● ZIEL DER AUFGABE: Fassen Sie im folgenden Text zum „Walking Bus“-Projekt in Hattingen den Absatz, der mit „In der Gruppe der zukünftigen Schüler(innen)“ beginnt, als Stichpunktliste zusammen. Behalten Sie dabei seine wesentlichen Angaben bei.

Zur Vorbereitung war zunächst eine Befragung von Eltern und Kindern – auch der künftigen Schüler(innen)- vorgesehen, darüber hinaus eine Erfassung der Schulstandorte sowie der Wohnstätten. Daraus wurden mögliche Routen mit „Abfahrzeiten“ und „Haltestellen“ entworfen. Ergänzend erfolgte eine Umfeld- und Unfallanalyse und eine Aufforderung an die befragten, „Schwachstellen“ auf den Schulwegen zu benennen.

In Hattingen wird u.a. für Mitteilungen an die Eltern jedem Kind eine Postmappe mitgegeben, in welche auch die Fragebögen in Papierform eingelegt wurden. Bei 2.473 befragten Schüler / Eltern-Haushalten ergab sich eine Rücklaufquote von 38%, wobei etwa die Hälfte der antwortenden auch „Schwachstellen“ benannte.

Hattingen eignete sich hier besonders als Untersuchungsgebiet, weil hier auf kleiner Fläche alle Formen von Siedlungstypen und sozialen Strukturen vorkommen, die sich in den 9 Grundschulen widerspiegeln.

Neben der Organisation von „Walking Bus“ mit Ansprache der Eltern und Kinder war die Schaffung von sicheren Schulwegen in Zusammenarbeit mit der Stadt das zweite Ziel des Projekts.

In der Gruppe der zukünftigen Schüler(innen) gab es einen Rücklauf von 27%, aber ein hohes Interesse  der Eltern (80%), Schulwege zu Fuß zu fördern. 57% wollten „Walking Bus“ nutzen, 47% auch als Begleitung zur Verfügung stehen. Gründe für eine Ablehnung waren u.a. zu lange (ab 1,5 Km) aber auch zu kurze Schulwege.  Jahreszeitliche Unterschiede gab es für das Zu-Fuß-gehen kaum, das Fahrrad sollte dagegen im Winter (Glättegefahr)doch eher durch andere Verkehrsmittel ersetzt werden. Von Seiten der Stadt und der Schulen wird die Nutzung des Fahrrades vor der Fahrradprüfung (4.Schuljahr) nicht gerne gesehen, bis dahin sollte eher mit Rollern gefahren werden.

Neben der Fragebogenaktion wurde das Projekt zusätzlich noch bei den Elternabenden an den Schulen vorgestellt. Bei der Information wurde weniger der ökologische Nutzen ersparter Autofahrten, als vielmehr die zahlreichen praktischen Vorteile, vor allem aber die Entwicklung der Kinder in den Vordergrund gestellt. Kinder, die nicht von ihren Eltern, sondern von einer fremden Person begleitet werden, nehmen die Umgebung und das Verkehrsgeschehen besser wahr. Sie können sich besser orientieren und damit Verkehrssituationen richtig einschätzen.

Im Vergleich zu Kindern, die mit dem „Elterntaxi“ gebracht werden, sind zu Fuß gehende Kinder besser auf den Unterricht fokussiert, weil sie ihr morgendliches Mitteilungsbedürfnis bereits auf dem Schulweg erledigen konnten. Kinder, denen dieser Austausch fehlt, sind dagegen unaufmerksamer und stören häufiger im Unterricht.

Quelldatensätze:
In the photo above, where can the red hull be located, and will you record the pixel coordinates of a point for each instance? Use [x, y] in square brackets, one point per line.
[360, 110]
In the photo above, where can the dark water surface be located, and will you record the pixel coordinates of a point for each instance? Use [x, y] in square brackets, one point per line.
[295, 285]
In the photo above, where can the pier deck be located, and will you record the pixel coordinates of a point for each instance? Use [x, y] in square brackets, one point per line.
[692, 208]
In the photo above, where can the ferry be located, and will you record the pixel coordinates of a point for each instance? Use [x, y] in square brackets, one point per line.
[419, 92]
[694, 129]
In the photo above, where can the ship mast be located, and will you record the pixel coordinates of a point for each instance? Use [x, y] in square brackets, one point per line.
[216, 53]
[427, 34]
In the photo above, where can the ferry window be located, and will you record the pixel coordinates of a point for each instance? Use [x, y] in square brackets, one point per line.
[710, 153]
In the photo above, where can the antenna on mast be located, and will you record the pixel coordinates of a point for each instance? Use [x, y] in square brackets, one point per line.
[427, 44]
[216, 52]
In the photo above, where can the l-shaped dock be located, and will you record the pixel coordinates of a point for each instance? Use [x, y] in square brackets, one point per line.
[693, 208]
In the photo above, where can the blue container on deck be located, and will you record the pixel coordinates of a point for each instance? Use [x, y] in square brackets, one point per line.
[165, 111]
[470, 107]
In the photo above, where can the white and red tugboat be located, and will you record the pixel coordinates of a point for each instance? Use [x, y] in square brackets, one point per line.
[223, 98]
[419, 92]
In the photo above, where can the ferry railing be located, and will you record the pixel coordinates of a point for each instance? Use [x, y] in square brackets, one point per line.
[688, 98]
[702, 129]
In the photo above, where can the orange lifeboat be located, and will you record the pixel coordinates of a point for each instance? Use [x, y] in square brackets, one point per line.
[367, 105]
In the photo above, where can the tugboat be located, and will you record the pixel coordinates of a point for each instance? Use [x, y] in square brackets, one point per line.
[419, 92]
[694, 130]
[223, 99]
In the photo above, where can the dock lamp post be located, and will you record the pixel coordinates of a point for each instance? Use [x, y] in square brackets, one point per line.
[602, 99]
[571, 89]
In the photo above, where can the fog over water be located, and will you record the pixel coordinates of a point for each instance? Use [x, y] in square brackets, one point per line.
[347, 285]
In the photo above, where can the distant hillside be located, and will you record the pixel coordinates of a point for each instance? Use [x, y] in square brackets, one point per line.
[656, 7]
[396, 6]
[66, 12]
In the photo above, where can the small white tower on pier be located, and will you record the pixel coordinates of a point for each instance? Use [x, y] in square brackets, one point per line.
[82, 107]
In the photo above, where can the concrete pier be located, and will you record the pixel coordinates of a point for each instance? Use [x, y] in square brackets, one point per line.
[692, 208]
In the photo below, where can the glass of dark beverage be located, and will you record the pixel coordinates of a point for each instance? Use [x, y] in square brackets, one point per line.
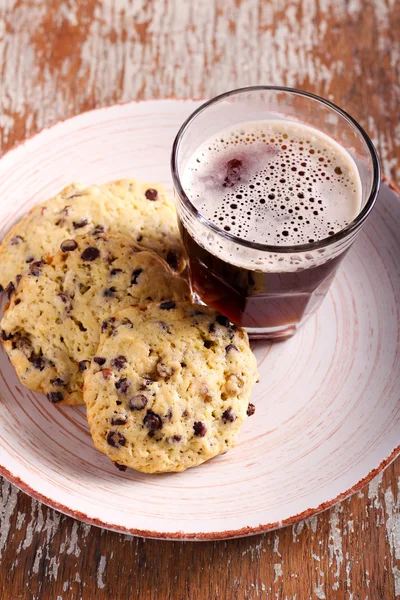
[272, 187]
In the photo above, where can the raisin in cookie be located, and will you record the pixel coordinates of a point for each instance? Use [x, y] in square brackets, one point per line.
[169, 387]
[130, 207]
[51, 328]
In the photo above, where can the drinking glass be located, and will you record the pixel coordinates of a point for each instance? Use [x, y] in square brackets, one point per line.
[243, 282]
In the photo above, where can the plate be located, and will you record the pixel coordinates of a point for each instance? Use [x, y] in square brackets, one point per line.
[328, 412]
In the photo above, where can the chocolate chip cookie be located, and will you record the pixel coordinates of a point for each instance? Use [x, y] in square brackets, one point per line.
[130, 207]
[52, 325]
[169, 387]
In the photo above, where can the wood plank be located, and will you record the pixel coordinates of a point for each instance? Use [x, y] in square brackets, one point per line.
[59, 58]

● ANTWORT:
- Zukünftige Schüler(innen): Rücklauf von 27 %, jedoch hohes Interesse der Eltern (80 %), Schulwege zu Fuß zu fördern
- 57 % wollten den „Walking Bus“ nutzen, 47 % auch als Begleitung zur Verfügung stehen
- Gründe für eine Ablehnung: u. a. zu lange (ab 1,5 km), aber auch zu kurze Schulwege
- Zu-Fuß-Gehen: kaum jahreszeitliche Unterschiede
- Fahrrad: im Winter wegen Glättegefahr eher durch andere Verkehrsmittel zu ersetzen
- Stadt und Schulen sehen die Fahrradnutzung vor der Fahrradprüfung (4. Schuljahr) nicht gern; bis dahin eher Roller